• _Opdrachten_:
[A] Vat de tekst over volkoren en sterftekans samen in twee zinnen.
[B] Vertaal deze zin uit de tekst over volkoren en sterftekans in het Engels: "Eerder werd volkoren al in verband gebracht met een lagere kans op chronische ziektes zoals diabetes type 2, hart- en vaatziekten en bepaalde typen kanker."
[C] Vervolg de tekst over volkoren en sterftekans met enkele zinnen die aansluiten op de laatste alinea.

• _Paginafragment_:
● ● ● ● ● ● ●
‘Eten van volkoren zou sterftekans verlagen’
Deze week publiceerde de American Medical Association de resultaten van een langdurig en grootschalig onderzoek onder ruim 118.000 mensen. Die resultaten brengen volkorenconsumptie in verband met met een lagere sterftekans, onder meer bij hart- en vaatziekten. De uitkomsten van het onderzoek van de Havard Medical School is daarmee een bevestiging van eerder onderzoek naar de positieve effecten van volkorengranen.
Aanleiding voor de onderzoekers was het ontbreken van gegevens over de relatie tussen volkoren en kans op sterfte. Eerder werd volkoren al in verband gebracht met een lagere kans op chronische ziektes zoals diabetes type 2, hart- en vaatziekten en bepaalde typen kanker.
De onderzoekers concluderen dat dagelijkse inname van slechts 28 gram aan volkorengranen (vergelijkbaar met een klein sneetje volkorenbrood) al genoeg is voor een 5% lagere sterftekans.
● ● ● ● ● ● ●
• _De gegevens_:
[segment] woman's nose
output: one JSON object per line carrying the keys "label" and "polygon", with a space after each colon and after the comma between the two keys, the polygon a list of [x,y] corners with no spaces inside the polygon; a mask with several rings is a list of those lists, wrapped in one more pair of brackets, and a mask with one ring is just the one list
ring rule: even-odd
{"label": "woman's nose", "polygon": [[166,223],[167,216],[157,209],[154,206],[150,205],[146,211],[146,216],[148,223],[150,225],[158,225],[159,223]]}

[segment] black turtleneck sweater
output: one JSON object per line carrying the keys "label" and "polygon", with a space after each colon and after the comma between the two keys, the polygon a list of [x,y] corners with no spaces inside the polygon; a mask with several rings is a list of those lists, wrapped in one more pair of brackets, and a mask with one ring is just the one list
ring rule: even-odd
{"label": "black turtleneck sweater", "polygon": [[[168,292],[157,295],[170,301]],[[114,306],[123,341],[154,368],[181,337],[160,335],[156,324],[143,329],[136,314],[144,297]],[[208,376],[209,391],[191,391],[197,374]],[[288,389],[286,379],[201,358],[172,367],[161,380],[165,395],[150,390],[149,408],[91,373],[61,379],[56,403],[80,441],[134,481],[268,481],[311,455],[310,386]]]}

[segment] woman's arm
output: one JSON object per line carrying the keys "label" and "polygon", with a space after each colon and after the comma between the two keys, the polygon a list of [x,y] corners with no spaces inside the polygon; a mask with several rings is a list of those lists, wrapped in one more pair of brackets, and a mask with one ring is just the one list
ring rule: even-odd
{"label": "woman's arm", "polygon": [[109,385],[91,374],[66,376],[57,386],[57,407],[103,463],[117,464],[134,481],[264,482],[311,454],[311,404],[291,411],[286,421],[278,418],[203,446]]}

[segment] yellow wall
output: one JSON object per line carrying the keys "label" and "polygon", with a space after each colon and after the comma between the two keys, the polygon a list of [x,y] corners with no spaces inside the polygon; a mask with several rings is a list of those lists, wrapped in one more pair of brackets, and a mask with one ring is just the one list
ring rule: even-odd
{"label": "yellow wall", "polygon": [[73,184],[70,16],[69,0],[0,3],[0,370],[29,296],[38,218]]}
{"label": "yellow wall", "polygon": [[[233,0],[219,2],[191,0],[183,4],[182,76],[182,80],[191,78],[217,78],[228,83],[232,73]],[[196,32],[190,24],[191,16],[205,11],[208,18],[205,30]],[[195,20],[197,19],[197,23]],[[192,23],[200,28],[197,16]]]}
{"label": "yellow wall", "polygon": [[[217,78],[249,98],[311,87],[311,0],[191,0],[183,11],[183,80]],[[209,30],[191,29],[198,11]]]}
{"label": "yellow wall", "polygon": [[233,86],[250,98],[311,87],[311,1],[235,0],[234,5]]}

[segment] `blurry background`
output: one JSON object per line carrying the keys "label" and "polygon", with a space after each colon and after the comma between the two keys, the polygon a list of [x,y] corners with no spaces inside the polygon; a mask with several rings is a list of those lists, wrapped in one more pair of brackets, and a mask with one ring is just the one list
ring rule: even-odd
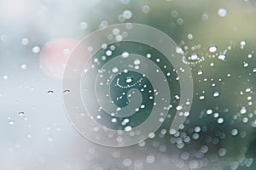
{"label": "blurry background", "polygon": [[[123,22],[184,50],[195,96],[179,133],[113,149],[72,128],[61,75],[79,40]],[[0,169],[256,169],[255,27],[253,0],[1,0]]]}

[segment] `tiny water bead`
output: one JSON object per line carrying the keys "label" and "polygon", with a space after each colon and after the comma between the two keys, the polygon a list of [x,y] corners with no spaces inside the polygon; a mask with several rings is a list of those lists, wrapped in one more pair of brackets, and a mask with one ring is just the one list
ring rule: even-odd
{"label": "tiny water bead", "polygon": [[80,22],[79,28],[81,30],[85,30],[88,27],[88,24],[86,22]]}
{"label": "tiny water bead", "polygon": [[15,121],[9,121],[9,125],[14,125],[14,124],[15,124]]}
{"label": "tiny water bead", "polygon": [[217,51],[217,46],[216,45],[212,45],[209,48],[209,51],[210,51],[210,53],[216,53],[216,51]]}
{"label": "tiny water bead", "polygon": [[53,93],[54,93],[54,91],[52,91],[52,90],[49,90],[49,91],[47,92],[48,94],[52,94]]}
{"label": "tiny water bead", "polygon": [[34,46],[32,48],[32,51],[33,54],[38,54],[40,52],[40,48],[38,46]]}
{"label": "tiny water bead", "polygon": [[25,112],[24,112],[24,111],[19,112],[19,116],[24,116],[24,115],[25,115]]}
{"label": "tiny water bead", "polygon": [[125,79],[125,82],[126,82],[127,83],[131,82],[132,82],[132,77],[131,77],[131,76],[127,76],[126,79]]}
{"label": "tiny water bead", "polygon": [[20,68],[21,68],[22,70],[26,70],[26,64],[20,65]]}
{"label": "tiny water bead", "polygon": [[131,10],[125,10],[123,12],[123,17],[126,20],[131,19],[132,17],[132,12]]}
{"label": "tiny water bead", "polygon": [[218,59],[220,60],[224,60],[226,58],[226,56],[224,54],[220,54],[218,56]]}
{"label": "tiny water bead", "polygon": [[22,45],[26,46],[28,43],[29,43],[29,40],[27,38],[24,37],[24,38],[21,39],[21,44]]}
{"label": "tiny water bead", "polygon": [[218,10],[218,14],[220,17],[225,17],[227,14],[228,14],[227,10],[224,8],[221,8]]}
{"label": "tiny water bead", "polygon": [[192,54],[190,58],[191,58],[192,60],[195,60],[198,59],[198,55],[197,54]]}

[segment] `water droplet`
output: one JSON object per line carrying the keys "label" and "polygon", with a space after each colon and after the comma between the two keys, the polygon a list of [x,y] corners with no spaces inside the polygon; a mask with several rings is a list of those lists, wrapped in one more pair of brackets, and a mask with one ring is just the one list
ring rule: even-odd
{"label": "water droplet", "polygon": [[210,110],[207,110],[207,115],[211,115],[212,113],[212,110],[210,109]]}
{"label": "water droplet", "polygon": [[225,8],[219,8],[218,10],[218,14],[220,17],[225,17],[227,15],[228,12]]}
{"label": "water droplet", "polygon": [[24,113],[23,111],[20,111],[20,112],[19,112],[19,115],[20,115],[20,116],[22,116],[25,115],[25,113]]}
{"label": "water droplet", "polygon": [[111,51],[111,50],[108,50],[108,51],[106,52],[106,55],[108,55],[108,56],[112,55],[112,51]]}
{"label": "water droplet", "polygon": [[131,10],[125,10],[123,12],[123,17],[125,19],[131,19],[132,17],[132,12]]}
{"label": "water droplet", "polygon": [[132,77],[131,77],[131,76],[126,77],[125,82],[126,82],[127,83],[131,82],[132,82]]}
{"label": "water droplet", "polygon": [[134,60],[133,64],[134,65],[139,65],[139,64],[141,64],[141,61],[140,61],[140,60],[137,59],[137,60]]}
{"label": "water droplet", "polygon": [[226,56],[224,55],[224,54],[220,54],[220,55],[218,56],[218,59],[220,60],[224,60],[225,58],[226,58]]}
{"label": "water droplet", "polygon": [[217,51],[217,46],[216,45],[212,45],[210,48],[209,48],[209,51],[211,53],[215,53]]}
{"label": "water droplet", "polygon": [[224,122],[224,118],[222,117],[219,117],[218,120],[217,120],[218,123],[221,124]]}
{"label": "water droplet", "polygon": [[21,68],[22,70],[26,70],[26,64],[20,65],[20,68]]}
{"label": "water droplet", "polygon": [[88,27],[88,24],[86,22],[80,22],[79,28],[81,30],[85,30]]}
{"label": "water droplet", "polygon": [[148,163],[154,163],[154,156],[147,156],[146,162]]}
{"label": "water droplet", "polygon": [[48,94],[52,94],[54,92],[52,90],[49,90],[47,93]]}
{"label": "water droplet", "polygon": [[241,115],[243,115],[243,114],[245,114],[247,112],[247,109],[244,107],[244,106],[242,106],[241,108],[241,110],[240,110],[240,113],[241,114]]}
{"label": "water droplet", "polygon": [[9,124],[13,125],[13,124],[15,124],[15,122],[14,121],[9,121]]}
{"label": "water droplet", "polygon": [[26,37],[21,39],[21,44],[22,45],[27,45],[29,43],[29,40]]}
{"label": "water droplet", "polygon": [[9,78],[9,76],[8,76],[7,75],[4,75],[4,76],[3,76],[3,78],[4,80],[7,80],[7,79]]}
{"label": "water droplet", "polygon": [[232,130],[231,130],[231,134],[232,134],[233,136],[237,135],[237,134],[238,134],[238,130],[236,129],[236,128],[232,129]]}
{"label": "water droplet", "polygon": [[216,91],[213,93],[213,97],[218,97],[219,95],[219,92]]}
{"label": "water droplet", "polygon": [[197,60],[198,59],[198,55],[197,54],[192,54],[191,55],[191,60]]}
{"label": "water droplet", "polygon": [[148,5],[143,5],[142,9],[144,14],[148,14],[150,11],[150,7]]}
{"label": "water droplet", "polygon": [[129,57],[129,53],[128,53],[128,52],[124,52],[124,53],[122,54],[122,57],[123,57],[123,58],[127,58],[127,57]]}
{"label": "water droplet", "polygon": [[131,131],[132,128],[131,126],[127,126],[125,128],[125,131],[129,132]]}
{"label": "water droplet", "polygon": [[112,69],[112,72],[113,72],[113,73],[116,73],[116,72],[118,72],[119,71],[119,68],[117,68],[117,67],[113,67],[113,69]]}
{"label": "water droplet", "polygon": [[197,75],[202,75],[203,71],[201,70],[197,71]]}
{"label": "water droplet", "polygon": [[246,42],[245,41],[241,41],[241,42],[240,42],[240,45],[241,45],[241,46],[245,46],[245,45],[246,45],[246,43],[247,43],[247,42]]}
{"label": "water droplet", "polygon": [[63,91],[63,94],[69,94],[69,93],[70,93],[70,90],[68,90],[68,89]]}
{"label": "water droplet", "polygon": [[218,152],[220,156],[224,156],[227,154],[227,150],[224,148],[218,150]]}
{"label": "water droplet", "polygon": [[188,35],[188,39],[192,40],[193,39],[193,35],[192,34],[189,34]]}
{"label": "water droplet", "polygon": [[38,46],[34,46],[32,50],[33,54],[38,54],[40,52],[40,48]]}

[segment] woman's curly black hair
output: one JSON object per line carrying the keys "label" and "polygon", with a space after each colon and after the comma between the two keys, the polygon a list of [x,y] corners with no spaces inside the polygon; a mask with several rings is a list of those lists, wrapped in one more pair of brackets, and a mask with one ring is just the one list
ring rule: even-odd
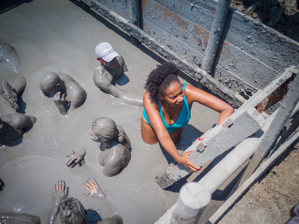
● ● ● ● ● ● ●
• _Antwoorden per opdracht_:
[A] Een grootschalig onderzoek onder ruim 118.000 mensen, gepubliceerd door de American Medical Association, brengt het eten van volkoren in verband met een lagere sterftekans, onder meer bij hart- en vaatziekten. Volgens de onderzoekers is dagelijks slechts 28 gram volkorengranen al genoeg voor een 5% lagere sterftekans.

[B] Whole grains had previously been linked to a lower risk of chronic diseases such as type 2 diabetes, cardiovascular disease and certain types of cancer.

[C]
Bevestiging van eerder onderzoek
Professor Fred Brouns van de universiteit van Maastricht, al vele jaren betrokken bij onderzoek naar de gezondheidseffect van granen, is blij met de uitkomsten: “Wij concludeerden eerder dat regelmatige consumptie van volkoren leidt tot een significante reductie van risicofactoren voor diabetes, hart- en vaatziekte en colon kanker. De nieuwe studie van Harvard Medical School bevestigt onze bevindingen."
100% volkoren
In Nederland is wettelijk vastgelegd dat een volkorenbrood volledig wordt gemaakt met meel van de hele graankorrel: 100% volkoren. Volkorenbrood bevat dus de vezels, vitamines en mineralen uit de meelkern, de kiem en de zemel van de graankorrels. Meestal is dit tarwe, maar er is ook volkorenbrood van andere granen zoals rogge, spelt en haver. Om genoeg vezels en jodium binnen te krijgen, worden in Nederland 6 tot 7 sneetjes brood per dag aanbevolen.